= Task to carry out =
Copy out, without changes, the part of the records that opens with the line containing "the roof ridge" and closes with the line containing "[(94, 185), (247, 55)]", including both of those lines.

^^^^

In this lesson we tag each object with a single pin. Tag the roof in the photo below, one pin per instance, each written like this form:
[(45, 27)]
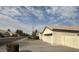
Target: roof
[(63, 28)]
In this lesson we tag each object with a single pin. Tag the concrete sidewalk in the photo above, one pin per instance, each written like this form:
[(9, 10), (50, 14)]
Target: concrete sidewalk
[(39, 46)]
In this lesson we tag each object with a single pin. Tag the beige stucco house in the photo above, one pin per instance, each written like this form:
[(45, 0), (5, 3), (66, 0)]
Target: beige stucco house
[(61, 35)]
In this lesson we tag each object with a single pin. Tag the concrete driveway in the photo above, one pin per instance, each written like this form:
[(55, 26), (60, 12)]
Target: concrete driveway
[(40, 46)]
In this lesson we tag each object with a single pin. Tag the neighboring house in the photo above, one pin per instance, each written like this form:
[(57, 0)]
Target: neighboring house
[(6, 33), (61, 35)]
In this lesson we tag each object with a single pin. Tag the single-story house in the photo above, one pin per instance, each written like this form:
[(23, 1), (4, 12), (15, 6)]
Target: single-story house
[(6, 33), (61, 35)]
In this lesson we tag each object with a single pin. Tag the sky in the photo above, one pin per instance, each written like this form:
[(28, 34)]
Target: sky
[(26, 17)]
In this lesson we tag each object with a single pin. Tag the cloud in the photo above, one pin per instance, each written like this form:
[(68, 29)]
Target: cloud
[(7, 22)]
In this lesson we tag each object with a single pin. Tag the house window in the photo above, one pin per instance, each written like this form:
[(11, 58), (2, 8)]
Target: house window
[(48, 34)]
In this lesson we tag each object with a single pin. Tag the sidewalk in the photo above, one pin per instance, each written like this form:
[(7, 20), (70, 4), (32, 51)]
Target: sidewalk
[(38, 46)]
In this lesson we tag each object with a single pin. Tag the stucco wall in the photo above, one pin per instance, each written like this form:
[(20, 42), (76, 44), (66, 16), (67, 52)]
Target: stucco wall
[(66, 39), (61, 38)]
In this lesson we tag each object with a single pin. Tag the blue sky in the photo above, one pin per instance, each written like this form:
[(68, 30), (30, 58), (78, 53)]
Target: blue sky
[(26, 17)]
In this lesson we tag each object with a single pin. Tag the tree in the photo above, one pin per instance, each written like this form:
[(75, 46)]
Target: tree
[(9, 30), (20, 32)]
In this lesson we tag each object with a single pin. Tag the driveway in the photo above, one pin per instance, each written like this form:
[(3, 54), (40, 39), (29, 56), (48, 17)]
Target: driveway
[(40, 46)]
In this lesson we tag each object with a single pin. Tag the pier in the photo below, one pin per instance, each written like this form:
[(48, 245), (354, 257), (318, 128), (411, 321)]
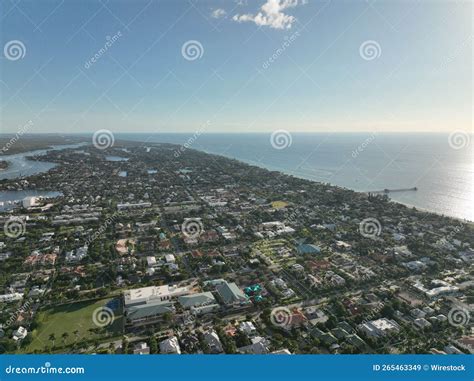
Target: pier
[(394, 190)]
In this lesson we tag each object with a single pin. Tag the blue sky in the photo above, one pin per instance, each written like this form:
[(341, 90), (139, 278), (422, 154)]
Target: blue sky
[(321, 77)]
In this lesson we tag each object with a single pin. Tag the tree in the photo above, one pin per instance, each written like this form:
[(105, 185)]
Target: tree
[(153, 345), (52, 338), (64, 336)]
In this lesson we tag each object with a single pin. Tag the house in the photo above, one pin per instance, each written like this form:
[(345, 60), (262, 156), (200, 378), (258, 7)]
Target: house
[(80, 253), (20, 333), (150, 261), (308, 249), (231, 294), (170, 346), (213, 341), (259, 346), (248, 328), (141, 349)]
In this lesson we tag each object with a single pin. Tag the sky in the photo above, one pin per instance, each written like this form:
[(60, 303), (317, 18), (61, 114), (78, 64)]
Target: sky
[(235, 66)]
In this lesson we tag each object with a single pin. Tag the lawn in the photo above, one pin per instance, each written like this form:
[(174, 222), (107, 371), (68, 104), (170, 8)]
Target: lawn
[(77, 320)]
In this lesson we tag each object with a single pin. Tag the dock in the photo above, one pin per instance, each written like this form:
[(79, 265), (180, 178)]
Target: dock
[(394, 190)]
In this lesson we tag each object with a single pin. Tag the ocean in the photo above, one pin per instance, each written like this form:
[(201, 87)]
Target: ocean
[(439, 166)]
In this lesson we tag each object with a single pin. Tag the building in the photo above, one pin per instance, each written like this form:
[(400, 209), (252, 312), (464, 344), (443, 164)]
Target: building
[(259, 346), (20, 333), (141, 349), (213, 341), (200, 303), (154, 293), (147, 305), (170, 346), (231, 294), (29, 202), (379, 327), (248, 328), (308, 249), (76, 256)]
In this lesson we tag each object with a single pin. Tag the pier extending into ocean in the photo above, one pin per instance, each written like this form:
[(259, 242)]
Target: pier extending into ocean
[(386, 190)]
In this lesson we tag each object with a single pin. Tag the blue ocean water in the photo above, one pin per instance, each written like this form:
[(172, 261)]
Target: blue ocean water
[(442, 168)]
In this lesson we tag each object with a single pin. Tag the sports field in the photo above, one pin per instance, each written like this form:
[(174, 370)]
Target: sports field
[(82, 322)]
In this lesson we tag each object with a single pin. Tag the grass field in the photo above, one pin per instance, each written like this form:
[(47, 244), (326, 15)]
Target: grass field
[(81, 321)]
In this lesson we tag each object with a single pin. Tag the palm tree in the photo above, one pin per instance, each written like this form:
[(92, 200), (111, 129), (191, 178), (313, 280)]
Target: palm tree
[(76, 334), (64, 336), (52, 338)]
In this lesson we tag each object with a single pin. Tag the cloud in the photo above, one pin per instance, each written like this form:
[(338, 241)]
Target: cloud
[(218, 13), (271, 14)]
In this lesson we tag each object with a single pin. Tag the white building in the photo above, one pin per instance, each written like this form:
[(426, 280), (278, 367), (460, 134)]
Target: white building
[(154, 293), (379, 327), (29, 202), (20, 333), (170, 346), (248, 328)]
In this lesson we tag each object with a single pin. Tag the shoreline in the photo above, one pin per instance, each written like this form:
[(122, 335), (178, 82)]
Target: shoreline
[(419, 208), (282, 171)]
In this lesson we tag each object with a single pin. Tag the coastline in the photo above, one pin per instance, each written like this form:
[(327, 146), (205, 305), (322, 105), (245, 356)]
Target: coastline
[(408, 205)]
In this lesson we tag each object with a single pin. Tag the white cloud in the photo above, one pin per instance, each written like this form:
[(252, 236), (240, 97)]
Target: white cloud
[(218, 13), (271, 14)]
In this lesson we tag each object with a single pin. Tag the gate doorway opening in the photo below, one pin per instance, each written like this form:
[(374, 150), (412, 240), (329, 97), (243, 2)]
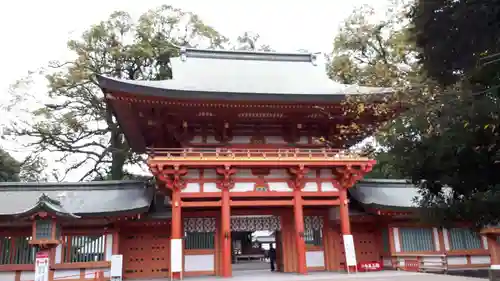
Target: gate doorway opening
[(253, 240)]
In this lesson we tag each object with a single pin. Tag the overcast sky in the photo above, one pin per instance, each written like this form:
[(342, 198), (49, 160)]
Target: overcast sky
[(35, 32)]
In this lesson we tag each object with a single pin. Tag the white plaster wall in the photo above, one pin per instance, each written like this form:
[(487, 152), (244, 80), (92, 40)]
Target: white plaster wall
[(277, 173), (480, 260), (275, 140), (7, 276), (58, 255), (446, 239), (109, 246), (311, 174), (325, 173), (197, 139), (437, 245), (431, 260), (485, 242), (279, 186), (240, 139), (387, 262), (243, 174), (457, 260), (27, 275), (310, 186), (211, 140), (210, 187), (192, 187), (243, 187), (199, 262), (90, 273), (397, 243), (67, 274), (328, 186), (303, 140), (315, 258), (209, 174), (192, 174)]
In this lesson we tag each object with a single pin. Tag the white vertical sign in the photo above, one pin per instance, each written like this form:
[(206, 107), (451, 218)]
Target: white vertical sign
[(175, 255), (42, 266), (116, 267), (350, 251)]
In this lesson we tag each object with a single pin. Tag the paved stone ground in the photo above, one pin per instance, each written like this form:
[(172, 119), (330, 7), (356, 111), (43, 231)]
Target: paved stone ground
[(255, 275)]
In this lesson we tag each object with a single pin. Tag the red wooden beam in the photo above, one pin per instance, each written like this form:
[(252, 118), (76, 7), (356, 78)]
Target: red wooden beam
[(261, 203), (321, 202), (194, 204)]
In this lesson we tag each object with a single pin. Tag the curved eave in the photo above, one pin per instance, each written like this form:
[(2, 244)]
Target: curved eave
[(379, 209), (141, 88), (46, 207), (129, 212)]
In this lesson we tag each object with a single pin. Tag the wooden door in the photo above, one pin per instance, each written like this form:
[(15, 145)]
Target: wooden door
[(145, 254), (279, 252)]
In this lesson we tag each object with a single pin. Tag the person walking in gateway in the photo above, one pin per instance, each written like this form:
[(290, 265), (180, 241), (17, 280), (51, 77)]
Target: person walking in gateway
[(272, 257)]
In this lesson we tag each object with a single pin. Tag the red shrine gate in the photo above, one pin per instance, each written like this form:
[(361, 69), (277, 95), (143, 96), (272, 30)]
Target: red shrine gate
[(228, 200), (225, 140)]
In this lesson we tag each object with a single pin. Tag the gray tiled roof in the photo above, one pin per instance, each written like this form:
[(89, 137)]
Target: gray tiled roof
[(45, 203), (237, 75), (385, 192), (83, 199)]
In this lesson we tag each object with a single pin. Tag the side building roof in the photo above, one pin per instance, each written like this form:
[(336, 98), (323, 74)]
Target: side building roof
[(101, 198), (387, 194), (242, 76)]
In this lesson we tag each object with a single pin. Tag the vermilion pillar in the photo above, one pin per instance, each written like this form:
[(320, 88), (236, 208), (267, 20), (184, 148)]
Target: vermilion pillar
[(226, 233), (299, 232), (176, 227), (494, 251), (176, 215), (345, 224)]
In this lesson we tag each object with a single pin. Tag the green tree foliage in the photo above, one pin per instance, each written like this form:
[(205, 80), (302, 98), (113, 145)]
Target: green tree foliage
[(9, 167), (74, 120), (453, 137), (250, 41), (374, 53)]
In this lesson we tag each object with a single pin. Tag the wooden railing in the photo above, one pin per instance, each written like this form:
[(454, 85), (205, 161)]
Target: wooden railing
[(421, 262), (249, 154)]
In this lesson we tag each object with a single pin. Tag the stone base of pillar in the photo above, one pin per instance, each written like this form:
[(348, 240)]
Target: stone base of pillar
[(495, 272)]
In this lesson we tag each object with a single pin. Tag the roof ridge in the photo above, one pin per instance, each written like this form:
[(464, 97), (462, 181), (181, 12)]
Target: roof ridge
[(94, 185), (247, 55)]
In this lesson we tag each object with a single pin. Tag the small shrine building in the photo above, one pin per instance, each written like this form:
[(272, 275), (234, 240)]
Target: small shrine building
[(230, 142)]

^^^^

= Response =
In this lesson we tag each object with a single pin. Tag the roof ridge in the photo above, one pin per instance, each written like this form:
[(464, 97), (462, 181), (181, 12)]
Target: roof ridge
[(94, 185), (247, 55)]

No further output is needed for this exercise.